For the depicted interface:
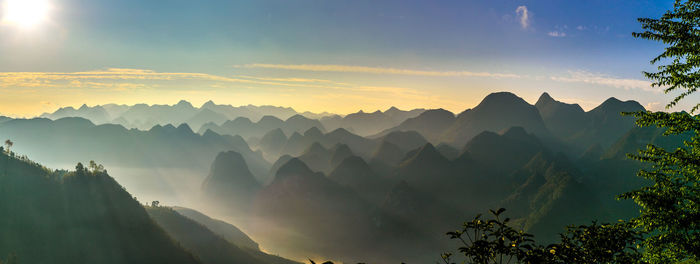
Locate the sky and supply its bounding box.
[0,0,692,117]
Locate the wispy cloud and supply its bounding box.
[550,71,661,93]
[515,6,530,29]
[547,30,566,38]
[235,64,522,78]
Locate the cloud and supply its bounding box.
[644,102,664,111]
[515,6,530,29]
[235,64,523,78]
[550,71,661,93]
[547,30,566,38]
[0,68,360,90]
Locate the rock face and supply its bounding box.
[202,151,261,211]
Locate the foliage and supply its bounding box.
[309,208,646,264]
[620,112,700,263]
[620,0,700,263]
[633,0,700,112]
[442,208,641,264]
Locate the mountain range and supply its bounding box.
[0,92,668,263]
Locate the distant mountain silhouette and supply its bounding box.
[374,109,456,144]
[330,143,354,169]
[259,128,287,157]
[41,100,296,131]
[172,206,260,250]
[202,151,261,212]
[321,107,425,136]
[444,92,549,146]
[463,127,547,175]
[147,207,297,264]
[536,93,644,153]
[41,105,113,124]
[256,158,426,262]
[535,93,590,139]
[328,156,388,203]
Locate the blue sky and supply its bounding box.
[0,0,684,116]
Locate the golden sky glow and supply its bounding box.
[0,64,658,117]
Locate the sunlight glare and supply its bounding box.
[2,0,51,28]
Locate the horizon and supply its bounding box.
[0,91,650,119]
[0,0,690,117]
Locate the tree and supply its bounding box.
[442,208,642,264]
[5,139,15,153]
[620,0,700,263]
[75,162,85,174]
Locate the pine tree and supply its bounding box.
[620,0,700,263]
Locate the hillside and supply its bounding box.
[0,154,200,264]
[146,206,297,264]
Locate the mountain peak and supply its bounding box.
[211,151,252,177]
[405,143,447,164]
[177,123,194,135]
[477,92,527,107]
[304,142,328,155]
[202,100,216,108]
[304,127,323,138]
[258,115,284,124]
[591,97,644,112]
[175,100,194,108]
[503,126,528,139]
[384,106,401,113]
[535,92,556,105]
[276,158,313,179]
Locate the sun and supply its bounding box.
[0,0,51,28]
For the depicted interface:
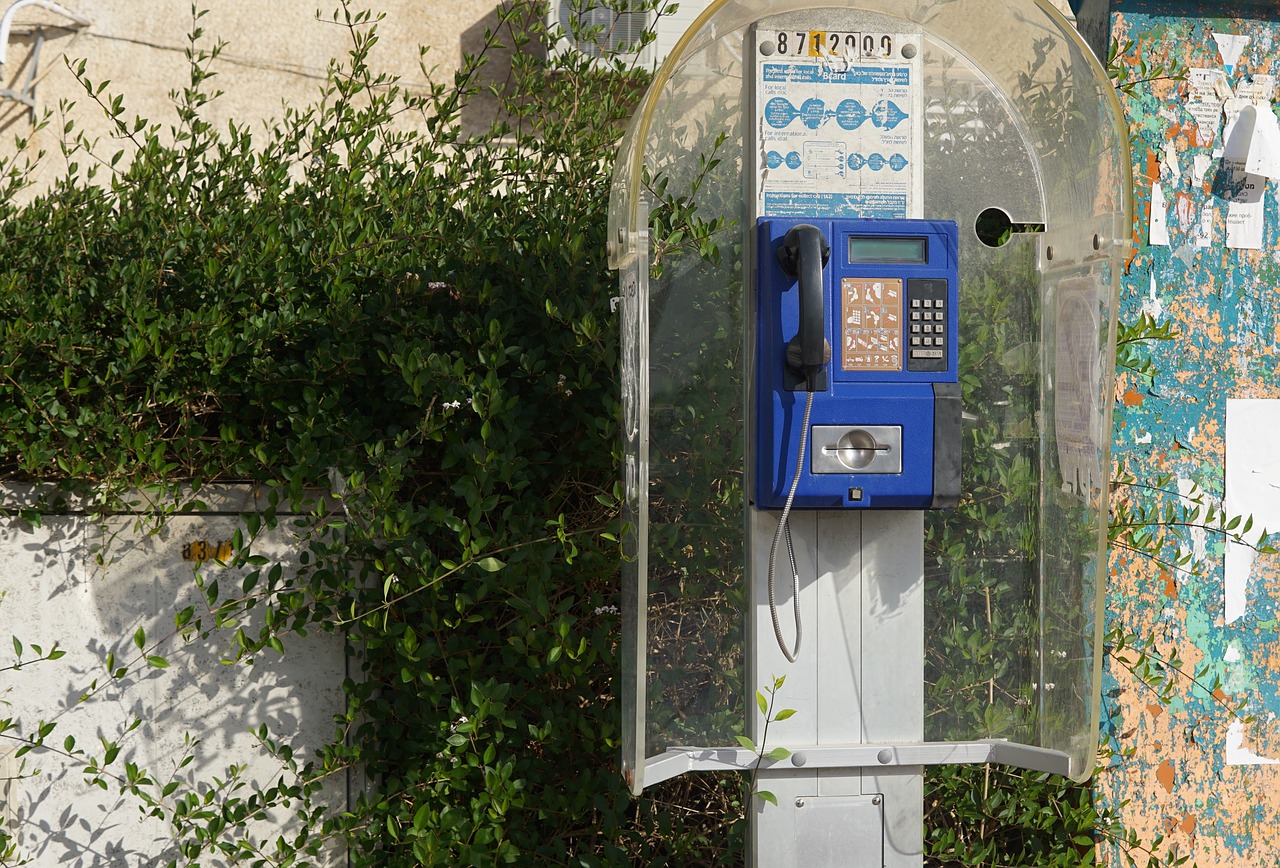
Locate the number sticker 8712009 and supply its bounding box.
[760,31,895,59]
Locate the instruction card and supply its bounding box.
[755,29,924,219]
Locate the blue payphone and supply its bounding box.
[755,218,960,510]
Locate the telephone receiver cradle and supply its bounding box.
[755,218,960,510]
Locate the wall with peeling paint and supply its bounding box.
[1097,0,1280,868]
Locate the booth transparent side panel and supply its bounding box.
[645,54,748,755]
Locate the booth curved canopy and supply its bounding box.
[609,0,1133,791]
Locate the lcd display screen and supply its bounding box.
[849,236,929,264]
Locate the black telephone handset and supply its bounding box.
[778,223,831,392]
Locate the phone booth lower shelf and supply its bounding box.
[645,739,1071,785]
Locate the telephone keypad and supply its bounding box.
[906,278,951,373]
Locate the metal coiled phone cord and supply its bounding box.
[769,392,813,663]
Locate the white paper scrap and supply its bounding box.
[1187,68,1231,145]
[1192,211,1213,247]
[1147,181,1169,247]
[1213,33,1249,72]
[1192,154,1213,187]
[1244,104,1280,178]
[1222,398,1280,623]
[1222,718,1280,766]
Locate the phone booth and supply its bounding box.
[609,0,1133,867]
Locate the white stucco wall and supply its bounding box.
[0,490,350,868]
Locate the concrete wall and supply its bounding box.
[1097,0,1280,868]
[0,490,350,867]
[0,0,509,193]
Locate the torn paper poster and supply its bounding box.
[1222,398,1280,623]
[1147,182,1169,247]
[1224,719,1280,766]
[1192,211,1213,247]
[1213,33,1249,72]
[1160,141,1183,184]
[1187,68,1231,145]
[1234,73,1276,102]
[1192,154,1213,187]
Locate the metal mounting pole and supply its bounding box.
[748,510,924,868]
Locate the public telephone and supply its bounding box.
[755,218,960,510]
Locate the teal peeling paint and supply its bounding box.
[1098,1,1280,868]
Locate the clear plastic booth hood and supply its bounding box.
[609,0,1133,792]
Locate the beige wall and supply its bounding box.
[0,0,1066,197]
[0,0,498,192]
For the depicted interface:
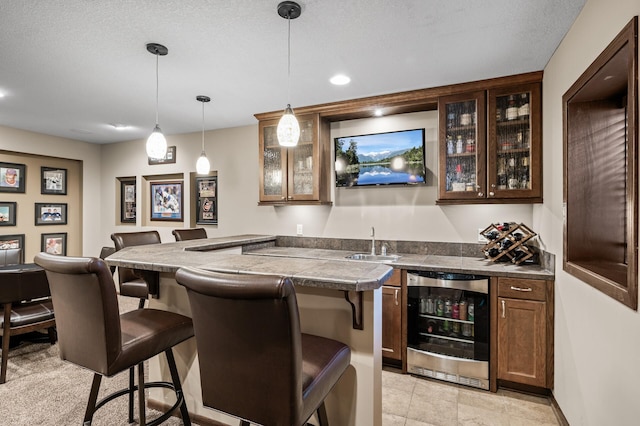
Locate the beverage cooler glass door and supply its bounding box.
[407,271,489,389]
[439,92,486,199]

☆ ☆ ☆ ☆

Stated problem: Please pick out every row above that contains the string "tree", matching case exactly, and copy each of those rows in full.

Answer for this exercise:
Locate the tree and supply its bounding box.
Locate the pine tree and supply its bounding box.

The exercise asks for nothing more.